Thinking of the exponents \(y\) and \(N - y\) as success and failure counts respectively, we can think of the exponents \(\alpha - 1\) and \(\beta - 1\) as the prior number of successes and failures.^[The prior counts are \(\alpha - 1\) and \(\beta - 1\) for a total prior count of \(\alpha + beta - 2\). The reason for the subtraction is that \(\textrm{beta}(1, 1)\) is the uniform distribution, so \(\alpha = 1, \beta = 1\) corresponds to a prior count of zero.] We then just add the prior successes and the likelihood successes to get \(y + \alpha - 1\) posterior successes; the prior failures work similarly, with \(\beta - 1\) prior failures and \(N - y\) observed failures producing a \(N - y + \beta - 1\) posterior failure count.

DATA EXCERPTS:
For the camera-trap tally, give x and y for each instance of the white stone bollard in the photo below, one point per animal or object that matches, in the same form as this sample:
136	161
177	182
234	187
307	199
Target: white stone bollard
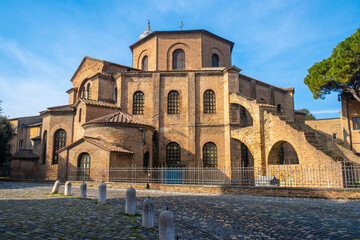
130	202
83	189
56	187
148	213
166	225
102	193
67	188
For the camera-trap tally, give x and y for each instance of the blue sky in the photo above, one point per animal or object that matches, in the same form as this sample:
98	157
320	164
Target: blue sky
276	41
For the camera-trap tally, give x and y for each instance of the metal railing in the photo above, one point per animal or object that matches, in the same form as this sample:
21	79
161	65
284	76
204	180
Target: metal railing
318	176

CHALLENGES:
1. From the passage on beta prior counts, list every expression it gives for a number of successes or failures, whether prior, observed, or posterior.
2. Pick up the passage on beta prior counts after its final sentence and keep writing.
The lines on this page play no part here and can be left aside.

TASK-BY-TASK OUTPUTS:
1.
- y (observed successes)
- N − y (observed failures)
- α − 1 (prior successes)
- β − 1 (prior failures)
- y + α − 1 (posterior successes)
- N − y + β − 1 (posterior failures)

2.
Beta-Bernoulli conjugacy

The Bernoulli distribution is just a single trial binomial distribution. For a single binary observation \(y \in \{ 0, 1 \}\) and chance of success parameter \(\theta,\) \(\textrm{bernoulli}(y \mid \theta) \ = \ \textrm{binomial}(y \mid 1, \theta).\) Therefore, the beta distribution must also be conjugate to the Bernoulli distribution—if the prior is a beta distribution and the likelihood is a Bernoulli distribution, then the posterior is also a beta distribution. This is evident if we recast the Bernoulli definition in the same form as the beta and binomial distributions, \(\textrm{bernoulli}(y \mid \theta) \ = \ \theta^y \cdot (1 - \theta)^{1 - y}.\)

Working through the algebra, if \(p(\theta) = \textrm{beta}(\alpha, \beta)\) and the likelihood is \(p(y \mid \theta) = \textrm{bernoulli}(y \mid \theta)\), then the posterior is \(p(\theta \mid y) = \textrm{beta}(\alpha + y, \beta + 1 - y).\)

Said more simply, if the prior is \(\textrm{beta}(\alpha, \beta)\) and we condition on a single binary observation \(y\); if \(y = 1\), the updated distribution is \(\textrm{beta}(\alpha + 1, \beta);\) if \(y = 0\), the updated distribution is \(\textrm{beta}(\alpha, \beta + 1).\)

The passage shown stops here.